Input records ->
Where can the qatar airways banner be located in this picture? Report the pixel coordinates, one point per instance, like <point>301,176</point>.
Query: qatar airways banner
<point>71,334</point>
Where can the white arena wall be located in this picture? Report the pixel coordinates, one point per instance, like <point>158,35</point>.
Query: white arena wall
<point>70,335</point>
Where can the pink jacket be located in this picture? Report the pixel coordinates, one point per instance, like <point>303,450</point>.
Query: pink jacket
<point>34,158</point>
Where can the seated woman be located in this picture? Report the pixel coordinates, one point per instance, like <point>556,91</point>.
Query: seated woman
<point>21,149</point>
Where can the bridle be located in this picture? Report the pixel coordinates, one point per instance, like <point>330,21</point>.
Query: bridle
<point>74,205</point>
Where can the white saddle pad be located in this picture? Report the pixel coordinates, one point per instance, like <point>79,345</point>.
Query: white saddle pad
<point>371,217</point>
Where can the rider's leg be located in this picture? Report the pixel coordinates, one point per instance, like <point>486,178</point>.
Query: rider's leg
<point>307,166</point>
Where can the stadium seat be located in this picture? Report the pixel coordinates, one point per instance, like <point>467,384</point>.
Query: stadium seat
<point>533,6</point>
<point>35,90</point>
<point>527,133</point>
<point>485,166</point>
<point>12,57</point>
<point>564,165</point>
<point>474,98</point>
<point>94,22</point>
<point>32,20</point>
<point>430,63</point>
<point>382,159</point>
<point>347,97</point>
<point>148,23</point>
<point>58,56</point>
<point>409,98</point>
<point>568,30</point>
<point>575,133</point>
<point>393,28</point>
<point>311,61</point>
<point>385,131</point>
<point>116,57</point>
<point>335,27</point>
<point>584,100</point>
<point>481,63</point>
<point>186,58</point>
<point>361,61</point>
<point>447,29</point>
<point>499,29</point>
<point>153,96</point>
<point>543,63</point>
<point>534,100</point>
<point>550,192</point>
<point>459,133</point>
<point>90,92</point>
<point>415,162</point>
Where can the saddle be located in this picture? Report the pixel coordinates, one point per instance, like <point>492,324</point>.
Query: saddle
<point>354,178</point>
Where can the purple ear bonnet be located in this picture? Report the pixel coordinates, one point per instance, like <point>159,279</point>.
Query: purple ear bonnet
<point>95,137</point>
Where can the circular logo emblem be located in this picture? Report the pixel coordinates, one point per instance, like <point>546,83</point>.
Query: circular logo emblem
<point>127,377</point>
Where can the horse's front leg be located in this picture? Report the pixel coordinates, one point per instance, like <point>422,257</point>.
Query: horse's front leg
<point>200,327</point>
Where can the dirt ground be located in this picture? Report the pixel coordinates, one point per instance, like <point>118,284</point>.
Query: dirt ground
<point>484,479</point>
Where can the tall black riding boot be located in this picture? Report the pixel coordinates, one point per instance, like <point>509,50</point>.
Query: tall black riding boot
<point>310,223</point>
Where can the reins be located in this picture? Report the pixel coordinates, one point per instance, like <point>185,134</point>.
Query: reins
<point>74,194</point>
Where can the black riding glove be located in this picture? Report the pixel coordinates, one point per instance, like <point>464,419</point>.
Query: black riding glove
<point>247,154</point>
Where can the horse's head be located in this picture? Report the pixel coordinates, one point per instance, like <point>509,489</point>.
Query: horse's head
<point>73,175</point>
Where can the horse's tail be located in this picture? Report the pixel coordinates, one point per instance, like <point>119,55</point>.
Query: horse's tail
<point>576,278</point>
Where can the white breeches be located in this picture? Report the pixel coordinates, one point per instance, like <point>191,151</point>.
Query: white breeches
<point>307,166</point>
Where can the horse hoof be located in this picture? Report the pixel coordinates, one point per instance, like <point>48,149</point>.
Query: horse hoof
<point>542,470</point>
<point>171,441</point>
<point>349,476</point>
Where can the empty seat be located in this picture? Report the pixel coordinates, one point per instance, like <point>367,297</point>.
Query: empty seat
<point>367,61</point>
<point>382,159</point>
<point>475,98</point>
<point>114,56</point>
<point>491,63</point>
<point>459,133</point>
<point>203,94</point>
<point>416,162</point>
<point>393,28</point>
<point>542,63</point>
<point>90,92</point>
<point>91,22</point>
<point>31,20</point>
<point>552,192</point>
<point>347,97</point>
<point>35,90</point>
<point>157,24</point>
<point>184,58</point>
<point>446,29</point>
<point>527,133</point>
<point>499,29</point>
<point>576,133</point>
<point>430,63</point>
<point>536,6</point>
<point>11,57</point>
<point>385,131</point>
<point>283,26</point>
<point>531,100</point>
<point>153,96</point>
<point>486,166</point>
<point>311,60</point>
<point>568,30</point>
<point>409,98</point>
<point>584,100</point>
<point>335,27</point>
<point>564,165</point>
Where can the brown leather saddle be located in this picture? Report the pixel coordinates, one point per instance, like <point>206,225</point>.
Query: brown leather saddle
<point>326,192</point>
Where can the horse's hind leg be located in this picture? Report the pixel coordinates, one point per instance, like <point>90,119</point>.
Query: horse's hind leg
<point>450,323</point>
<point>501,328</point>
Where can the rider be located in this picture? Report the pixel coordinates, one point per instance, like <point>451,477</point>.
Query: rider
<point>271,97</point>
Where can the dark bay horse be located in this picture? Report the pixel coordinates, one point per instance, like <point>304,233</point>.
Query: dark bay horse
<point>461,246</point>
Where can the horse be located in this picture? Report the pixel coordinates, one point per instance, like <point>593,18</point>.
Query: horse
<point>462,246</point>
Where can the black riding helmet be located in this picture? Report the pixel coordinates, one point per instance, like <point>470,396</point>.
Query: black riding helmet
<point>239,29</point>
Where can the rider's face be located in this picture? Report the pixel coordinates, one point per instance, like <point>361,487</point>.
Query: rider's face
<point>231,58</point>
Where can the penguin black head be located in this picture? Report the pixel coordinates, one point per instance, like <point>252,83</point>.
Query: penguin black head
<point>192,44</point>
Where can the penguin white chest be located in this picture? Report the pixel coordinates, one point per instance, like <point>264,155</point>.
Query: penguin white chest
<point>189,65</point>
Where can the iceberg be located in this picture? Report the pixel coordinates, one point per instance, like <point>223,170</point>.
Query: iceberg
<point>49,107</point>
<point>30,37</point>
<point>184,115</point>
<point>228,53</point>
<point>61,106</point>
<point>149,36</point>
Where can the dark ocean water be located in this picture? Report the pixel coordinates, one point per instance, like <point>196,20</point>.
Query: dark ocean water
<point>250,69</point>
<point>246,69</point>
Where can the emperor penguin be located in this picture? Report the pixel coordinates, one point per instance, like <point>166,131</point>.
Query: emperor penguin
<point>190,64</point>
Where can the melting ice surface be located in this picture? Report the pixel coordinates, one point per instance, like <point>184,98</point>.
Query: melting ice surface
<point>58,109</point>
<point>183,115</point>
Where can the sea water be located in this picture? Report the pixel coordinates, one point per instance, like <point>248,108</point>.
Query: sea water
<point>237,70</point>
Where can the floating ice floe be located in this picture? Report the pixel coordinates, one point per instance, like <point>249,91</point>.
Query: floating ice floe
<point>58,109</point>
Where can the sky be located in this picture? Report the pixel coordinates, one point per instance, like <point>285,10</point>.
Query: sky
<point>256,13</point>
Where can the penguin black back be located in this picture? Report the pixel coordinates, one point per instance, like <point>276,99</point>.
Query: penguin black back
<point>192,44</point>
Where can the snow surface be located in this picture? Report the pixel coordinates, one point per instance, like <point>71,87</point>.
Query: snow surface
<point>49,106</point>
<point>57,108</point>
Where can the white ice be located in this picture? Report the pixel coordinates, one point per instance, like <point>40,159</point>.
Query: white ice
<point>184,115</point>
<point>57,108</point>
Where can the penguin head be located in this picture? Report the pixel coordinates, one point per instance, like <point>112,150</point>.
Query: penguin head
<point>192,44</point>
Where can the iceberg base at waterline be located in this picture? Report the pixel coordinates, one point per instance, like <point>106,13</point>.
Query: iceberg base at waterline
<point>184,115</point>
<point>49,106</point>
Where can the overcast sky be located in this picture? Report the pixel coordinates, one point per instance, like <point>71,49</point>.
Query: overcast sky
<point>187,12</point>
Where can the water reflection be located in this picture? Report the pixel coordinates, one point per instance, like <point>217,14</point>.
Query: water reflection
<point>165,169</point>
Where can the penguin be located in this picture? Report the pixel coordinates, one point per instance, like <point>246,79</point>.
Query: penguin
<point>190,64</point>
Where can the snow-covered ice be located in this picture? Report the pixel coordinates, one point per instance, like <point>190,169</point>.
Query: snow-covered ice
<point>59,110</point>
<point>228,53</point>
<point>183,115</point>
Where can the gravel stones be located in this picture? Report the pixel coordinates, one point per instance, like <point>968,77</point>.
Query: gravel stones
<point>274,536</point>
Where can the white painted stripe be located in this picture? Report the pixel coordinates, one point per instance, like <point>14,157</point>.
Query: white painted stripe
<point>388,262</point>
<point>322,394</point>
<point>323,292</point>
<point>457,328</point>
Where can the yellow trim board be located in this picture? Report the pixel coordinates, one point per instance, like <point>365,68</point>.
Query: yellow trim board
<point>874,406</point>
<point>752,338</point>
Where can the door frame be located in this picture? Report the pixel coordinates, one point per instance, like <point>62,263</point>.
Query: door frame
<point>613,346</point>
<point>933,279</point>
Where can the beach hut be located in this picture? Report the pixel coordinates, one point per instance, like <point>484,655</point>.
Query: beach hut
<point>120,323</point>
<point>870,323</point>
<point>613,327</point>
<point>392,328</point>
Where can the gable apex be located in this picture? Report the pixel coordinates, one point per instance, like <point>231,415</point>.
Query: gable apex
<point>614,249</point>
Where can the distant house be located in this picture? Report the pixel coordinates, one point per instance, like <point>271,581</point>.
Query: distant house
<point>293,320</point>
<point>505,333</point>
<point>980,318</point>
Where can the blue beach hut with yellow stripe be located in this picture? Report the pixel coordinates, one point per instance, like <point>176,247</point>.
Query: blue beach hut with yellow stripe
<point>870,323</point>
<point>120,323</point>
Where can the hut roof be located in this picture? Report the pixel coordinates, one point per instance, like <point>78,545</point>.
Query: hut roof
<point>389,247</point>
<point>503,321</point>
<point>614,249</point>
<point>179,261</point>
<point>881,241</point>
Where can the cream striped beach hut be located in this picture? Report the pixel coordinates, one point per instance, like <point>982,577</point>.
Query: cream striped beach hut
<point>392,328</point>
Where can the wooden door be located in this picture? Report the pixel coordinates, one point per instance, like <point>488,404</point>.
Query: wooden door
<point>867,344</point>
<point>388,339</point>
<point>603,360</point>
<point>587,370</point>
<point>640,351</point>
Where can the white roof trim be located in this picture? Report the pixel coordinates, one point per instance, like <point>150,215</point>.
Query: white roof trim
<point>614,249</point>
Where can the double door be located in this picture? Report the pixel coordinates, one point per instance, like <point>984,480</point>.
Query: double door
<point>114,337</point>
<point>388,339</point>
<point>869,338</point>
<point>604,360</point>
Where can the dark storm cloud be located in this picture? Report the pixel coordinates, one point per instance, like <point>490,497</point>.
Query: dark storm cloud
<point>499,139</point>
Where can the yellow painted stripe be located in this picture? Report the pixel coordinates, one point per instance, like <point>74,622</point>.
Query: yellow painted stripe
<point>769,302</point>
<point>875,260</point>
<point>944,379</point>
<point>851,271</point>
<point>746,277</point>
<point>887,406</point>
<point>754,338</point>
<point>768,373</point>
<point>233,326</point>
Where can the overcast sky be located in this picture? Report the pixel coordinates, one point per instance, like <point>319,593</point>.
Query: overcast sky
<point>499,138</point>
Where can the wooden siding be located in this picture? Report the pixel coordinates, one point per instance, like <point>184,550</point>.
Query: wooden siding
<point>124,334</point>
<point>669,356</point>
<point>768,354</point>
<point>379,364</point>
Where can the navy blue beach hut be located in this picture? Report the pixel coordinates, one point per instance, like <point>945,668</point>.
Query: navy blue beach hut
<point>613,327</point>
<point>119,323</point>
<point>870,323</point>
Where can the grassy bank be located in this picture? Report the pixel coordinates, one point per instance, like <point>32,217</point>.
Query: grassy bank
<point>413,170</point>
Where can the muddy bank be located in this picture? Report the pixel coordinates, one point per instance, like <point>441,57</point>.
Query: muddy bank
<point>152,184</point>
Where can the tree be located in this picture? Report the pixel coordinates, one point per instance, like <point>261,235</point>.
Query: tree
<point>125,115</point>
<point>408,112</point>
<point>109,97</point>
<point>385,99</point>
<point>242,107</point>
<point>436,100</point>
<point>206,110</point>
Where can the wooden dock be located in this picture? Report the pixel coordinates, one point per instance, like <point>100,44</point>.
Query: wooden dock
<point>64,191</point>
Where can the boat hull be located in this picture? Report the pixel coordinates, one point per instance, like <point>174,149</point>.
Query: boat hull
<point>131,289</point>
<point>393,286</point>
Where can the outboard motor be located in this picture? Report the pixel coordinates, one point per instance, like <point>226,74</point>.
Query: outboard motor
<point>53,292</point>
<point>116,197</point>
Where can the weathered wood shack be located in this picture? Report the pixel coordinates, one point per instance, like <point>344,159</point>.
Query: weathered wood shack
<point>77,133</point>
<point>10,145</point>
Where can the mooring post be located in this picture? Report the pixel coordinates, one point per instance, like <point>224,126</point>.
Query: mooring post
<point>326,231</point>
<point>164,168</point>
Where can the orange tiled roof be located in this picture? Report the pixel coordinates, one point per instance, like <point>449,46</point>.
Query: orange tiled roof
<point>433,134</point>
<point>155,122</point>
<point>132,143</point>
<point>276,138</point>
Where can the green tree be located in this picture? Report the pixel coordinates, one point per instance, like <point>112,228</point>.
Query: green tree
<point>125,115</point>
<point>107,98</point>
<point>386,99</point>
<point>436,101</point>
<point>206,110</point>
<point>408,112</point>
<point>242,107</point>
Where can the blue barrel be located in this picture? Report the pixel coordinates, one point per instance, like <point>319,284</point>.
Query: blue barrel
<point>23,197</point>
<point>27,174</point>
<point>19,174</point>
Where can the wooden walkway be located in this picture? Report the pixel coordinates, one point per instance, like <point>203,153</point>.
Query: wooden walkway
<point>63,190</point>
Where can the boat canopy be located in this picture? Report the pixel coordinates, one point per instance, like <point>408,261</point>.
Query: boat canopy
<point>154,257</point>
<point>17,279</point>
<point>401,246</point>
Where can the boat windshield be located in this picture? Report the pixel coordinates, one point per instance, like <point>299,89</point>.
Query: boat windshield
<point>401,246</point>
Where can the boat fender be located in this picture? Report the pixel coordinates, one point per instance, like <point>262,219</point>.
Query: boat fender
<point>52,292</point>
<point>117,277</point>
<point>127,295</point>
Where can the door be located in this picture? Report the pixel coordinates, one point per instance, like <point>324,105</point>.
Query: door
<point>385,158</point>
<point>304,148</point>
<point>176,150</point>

The request -> Rewrite the lines of the entries from the line containing "Where can the wooden walkway" through the end of the entries as a Markdown table with the columns "Row" and "Line", omitting blank lines.

Written answer ->
| Row | Line |
|---|---|
| 1 | Where can the wooden walkway be located in this picture? Report the pixel coordinates, one point per instance, like <point>203,153</point>. |
| 2 | Query: wooden walkway |
| 3 | <point>63,190</point> |
| 4 | Where can the boat canopy be located in this picture? Report the pixel coordinates, one point per instance, like <point>408,261</point>. |
| 5 | Query: boat canopy |
| 6 | <point>154,257</point> |
| 7 | <point>17,279</point> |
| 8 | <point>401,246</point> |
| 9 | Where can the boat windshield be located in this picture? Report the pixel coordinates, one point per instance, like <point>299,89</point>. |
| 10 | Query: boat windshield |
| 11 | <point>401,246</point> |
| 12 | Where can the boat fender be located in this picture? Report the pixel coordinates, one point per instance, like <point>262,219</point>. |
| 13 | Query: boat fender |
| 14 | <point>52,292</point> |
| 15 | <point>117,277</point> |
| 16 | <point>127,295</point> |
| 17 | Where can the door be located in this picture? Report the pixel coordinates, one point per instance, like <point>324,105</point>. |
| 18 | Query: door |
| 19 | <point>385,158</point> |
| 20 | <point>304,148</point> |
| 21 | <point>176,150</point> |